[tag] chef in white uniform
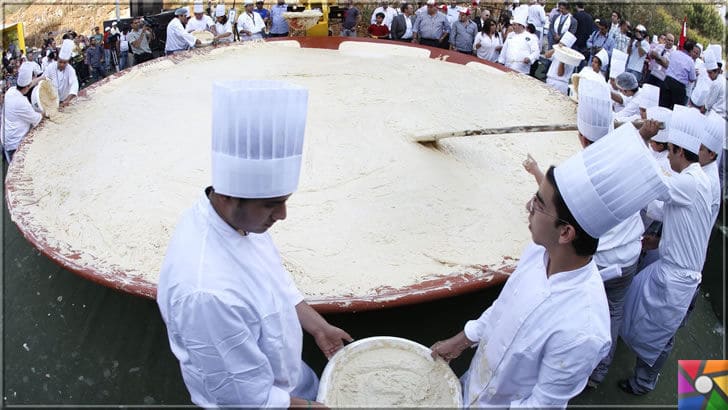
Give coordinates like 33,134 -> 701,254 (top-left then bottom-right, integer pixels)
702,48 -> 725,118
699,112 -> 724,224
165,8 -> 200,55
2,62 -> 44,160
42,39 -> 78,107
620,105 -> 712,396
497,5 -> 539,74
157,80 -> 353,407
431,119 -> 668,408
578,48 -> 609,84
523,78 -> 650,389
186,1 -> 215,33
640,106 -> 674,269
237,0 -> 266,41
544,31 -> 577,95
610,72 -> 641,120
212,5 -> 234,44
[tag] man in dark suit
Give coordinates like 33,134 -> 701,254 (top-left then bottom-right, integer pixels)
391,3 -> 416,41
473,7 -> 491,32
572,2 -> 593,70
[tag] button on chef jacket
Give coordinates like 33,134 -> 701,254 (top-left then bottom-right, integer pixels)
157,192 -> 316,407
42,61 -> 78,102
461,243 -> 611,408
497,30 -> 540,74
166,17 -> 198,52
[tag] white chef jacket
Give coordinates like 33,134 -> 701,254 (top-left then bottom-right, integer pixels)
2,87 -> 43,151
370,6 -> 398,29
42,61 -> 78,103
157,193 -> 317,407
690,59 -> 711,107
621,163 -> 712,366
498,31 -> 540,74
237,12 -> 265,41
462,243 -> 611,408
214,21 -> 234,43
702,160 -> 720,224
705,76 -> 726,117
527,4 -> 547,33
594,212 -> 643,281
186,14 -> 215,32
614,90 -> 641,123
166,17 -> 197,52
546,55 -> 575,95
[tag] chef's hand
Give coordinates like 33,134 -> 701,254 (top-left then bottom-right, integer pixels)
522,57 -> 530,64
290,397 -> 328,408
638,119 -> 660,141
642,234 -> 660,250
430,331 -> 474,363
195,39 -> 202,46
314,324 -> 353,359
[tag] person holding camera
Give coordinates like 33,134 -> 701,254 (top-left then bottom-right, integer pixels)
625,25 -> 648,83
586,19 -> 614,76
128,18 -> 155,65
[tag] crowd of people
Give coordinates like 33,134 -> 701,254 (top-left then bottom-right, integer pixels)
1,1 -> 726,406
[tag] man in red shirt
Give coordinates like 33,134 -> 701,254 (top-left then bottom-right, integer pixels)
#####
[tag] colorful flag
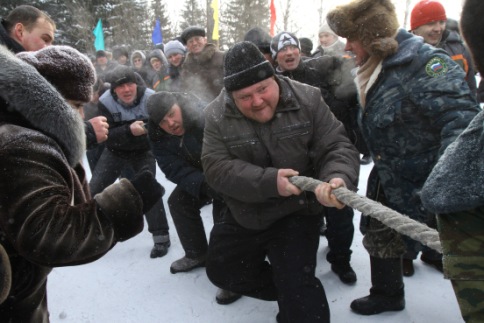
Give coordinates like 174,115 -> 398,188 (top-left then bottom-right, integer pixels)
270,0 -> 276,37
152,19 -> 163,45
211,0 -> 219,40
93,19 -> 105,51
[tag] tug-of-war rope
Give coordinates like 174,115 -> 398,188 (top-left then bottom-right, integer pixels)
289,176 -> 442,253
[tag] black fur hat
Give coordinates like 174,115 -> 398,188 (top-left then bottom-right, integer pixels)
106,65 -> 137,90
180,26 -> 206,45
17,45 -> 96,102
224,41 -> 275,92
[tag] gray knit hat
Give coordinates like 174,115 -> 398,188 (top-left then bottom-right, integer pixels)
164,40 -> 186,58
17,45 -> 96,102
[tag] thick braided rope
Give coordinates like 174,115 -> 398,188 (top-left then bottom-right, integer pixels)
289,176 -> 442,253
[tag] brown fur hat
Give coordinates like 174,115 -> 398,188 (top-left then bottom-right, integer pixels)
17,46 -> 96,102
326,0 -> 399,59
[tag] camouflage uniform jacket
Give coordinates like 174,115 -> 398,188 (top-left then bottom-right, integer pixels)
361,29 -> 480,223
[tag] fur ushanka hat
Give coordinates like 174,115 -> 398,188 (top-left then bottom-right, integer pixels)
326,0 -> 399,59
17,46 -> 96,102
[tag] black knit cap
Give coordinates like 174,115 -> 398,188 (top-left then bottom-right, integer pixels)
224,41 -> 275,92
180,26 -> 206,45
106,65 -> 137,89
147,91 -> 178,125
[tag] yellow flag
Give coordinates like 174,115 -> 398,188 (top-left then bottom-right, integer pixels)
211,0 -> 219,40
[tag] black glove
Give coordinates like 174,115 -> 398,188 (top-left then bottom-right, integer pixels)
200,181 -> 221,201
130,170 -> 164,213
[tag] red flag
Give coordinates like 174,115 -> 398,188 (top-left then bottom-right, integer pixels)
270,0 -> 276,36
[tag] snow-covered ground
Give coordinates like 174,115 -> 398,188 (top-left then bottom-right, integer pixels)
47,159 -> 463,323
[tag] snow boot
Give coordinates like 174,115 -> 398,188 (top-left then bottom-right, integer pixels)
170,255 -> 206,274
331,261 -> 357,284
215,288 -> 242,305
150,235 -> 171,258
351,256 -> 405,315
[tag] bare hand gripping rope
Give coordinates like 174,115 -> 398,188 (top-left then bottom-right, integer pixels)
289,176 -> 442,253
#####
Only the lines above starting with the one with "[tag] black glove" and going through the one with "[tag] snow boot" are to be copied, word for word and with both ends kept.

[tag] black glove
Give coordinates like 174,115 -> 398,188 (top-left then bottom-right, integer pixels)
200,181 -> 221,201
130,170 -> 164,213
[tag] red flag
Give coordinates like 174,115 -> 398,188 (top-left then bottom-right, integer pixels)
270,0 -> 276,36
[tag] snow-covered ground
Give coordinates like 174,115 -> 398,188 (top-left then bottom-right, integer pixels)
47,159 -> 463,323
[tag] snow boot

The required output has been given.